→ **Coordinate annotation records**:
____________

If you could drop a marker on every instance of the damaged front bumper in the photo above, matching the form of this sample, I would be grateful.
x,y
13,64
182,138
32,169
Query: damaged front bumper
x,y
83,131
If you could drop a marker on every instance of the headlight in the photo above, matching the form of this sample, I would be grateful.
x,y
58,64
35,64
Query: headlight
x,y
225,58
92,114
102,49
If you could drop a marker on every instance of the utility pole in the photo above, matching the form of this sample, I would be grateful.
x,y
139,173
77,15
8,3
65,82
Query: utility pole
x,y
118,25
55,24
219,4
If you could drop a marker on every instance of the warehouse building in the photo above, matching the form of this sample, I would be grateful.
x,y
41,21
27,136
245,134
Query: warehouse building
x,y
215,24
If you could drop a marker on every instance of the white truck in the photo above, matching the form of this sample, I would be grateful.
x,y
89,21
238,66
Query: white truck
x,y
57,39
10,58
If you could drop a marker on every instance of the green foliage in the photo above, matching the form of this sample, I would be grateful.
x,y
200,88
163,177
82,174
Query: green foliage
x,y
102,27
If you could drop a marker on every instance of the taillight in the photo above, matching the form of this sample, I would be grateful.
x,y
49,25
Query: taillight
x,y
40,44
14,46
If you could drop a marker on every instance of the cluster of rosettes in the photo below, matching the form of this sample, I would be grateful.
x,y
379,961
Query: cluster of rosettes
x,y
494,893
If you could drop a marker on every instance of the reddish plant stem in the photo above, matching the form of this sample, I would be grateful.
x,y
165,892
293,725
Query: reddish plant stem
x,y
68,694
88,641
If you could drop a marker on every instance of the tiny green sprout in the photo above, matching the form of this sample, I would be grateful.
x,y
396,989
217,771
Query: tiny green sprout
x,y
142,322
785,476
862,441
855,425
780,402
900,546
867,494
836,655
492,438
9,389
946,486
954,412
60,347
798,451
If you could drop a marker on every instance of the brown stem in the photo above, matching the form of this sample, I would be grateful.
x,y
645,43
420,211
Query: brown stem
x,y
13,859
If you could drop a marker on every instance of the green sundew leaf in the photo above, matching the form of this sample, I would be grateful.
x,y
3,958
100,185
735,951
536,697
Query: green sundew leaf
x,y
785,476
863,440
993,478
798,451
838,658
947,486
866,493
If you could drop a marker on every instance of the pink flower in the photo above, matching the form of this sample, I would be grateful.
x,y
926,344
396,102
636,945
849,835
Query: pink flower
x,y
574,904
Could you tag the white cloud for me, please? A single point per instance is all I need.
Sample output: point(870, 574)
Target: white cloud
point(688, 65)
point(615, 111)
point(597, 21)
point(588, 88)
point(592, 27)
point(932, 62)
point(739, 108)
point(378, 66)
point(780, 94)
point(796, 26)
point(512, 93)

____________

→ **Exercise task**:
Reproduce all of the entries above, swapping "drop a marker" for "place a pin" everywhere it occurs and keeping everything else the same.

→ **Correct answer**:
If you could place a pin on every instance of the damaged front bumper in the photo above, matching the form of this sample, I would be grateful.
x,y
13,64
182,138
32,169
Query: damaged front bumper
x,y
83,131
If you could place a pin on every instance of the headlight in the photo above, matching the form of this sample, I would be grateful.
x,y
58,64
35,64
Query: headlight
x,y
225,58
92,114
102,49
If you could place a pin on every instance of the utility pole in the photo above, matching the form of this sample, I would be grateful.
x,y
139,173
77,15
8,3
65,82
Query: utility pole
x,y
118,25
55,24
219,4
If you could place a pin on every instance of the warehouse building in the photo above, matching the form of this sample, I would be grateful.
x,y
41,21
27,136
245,134
Query: warehouse building
x,y
215,24
If you could place a pin on every instance of the white truck in the photo above, matching the form of this sample, I would be grateful.
x,y
89,21
238,66
Query: white truck
x,y
57,39
10,58
If you could place a pin on every instance of the green foliage in the photo above, matching the form of this sample, I would be grateful.
x,y
200,88
163,177
82,174
Query: green foliage
x,y
102,27
If you could place a pin on every instance of the taillight in the photo above, matching the form of this sample, I would be grateful.
x,y
49,25
Query: taillight
x,y
40,44
14,46
If you could place a pin on every instance of the cluster of rosettes in the photo below, matching the form of this sample, I would be grateful.
x,y
379,961
Query: cluster of rosettes
x,y
494,893
If you could place a pin on every instance of the reddish plant stem in the photo above, matching the form of this sample, I would be grateful.
x,y
165,892
293,725
Query: reddish plant stem
x,y
68,694
88,641
If you could place a pin on every instance of the tiny green sprout in the photo above, matching the form of this sample, I would be grateful.
x,y
396,989
217,771
Query: tiny green sprout
x,y
142,322
785,476
862,441
855,425
780,402
900,546
867,494
836,655
492,438
9,389
946,486
954,412
60,347
798,451
If you could place a pin on every instance of the brown stem in the photo above, matching the form of this sample, I would be grateful.
x,y
645,43
420,211
Query: brown stem
x,y
13,859
If you could place a pin on every instance of the green sundew leaf in the photo above, matching the form of this sample, I would be grateful.
x,y
3,958
100,185
735,951
536,697
Query: green sundew leaf
x,y
785,476
863,440
993,478
798,451
838,658
947,486
866,493
If you could place a pin on every instance of the pink flower in the photo above, matching the form of this sample, I would be grateful.
x,y
926,344
396,102
636,945
849,835
Query: pink flower
x,y
574,904
Could you tag the white cloud for me, please? A single point per instance is all I need.
Sample output: point(870, 574)
Target: white cloud
point(688, 65)
point(615, 111)
point(597, 21)
point(588, 88)
point(592, 27)
point(932, 62)
point(739, 108)
point(378, 66)
point(780, 94)
point(796, 26)
point(512, 93)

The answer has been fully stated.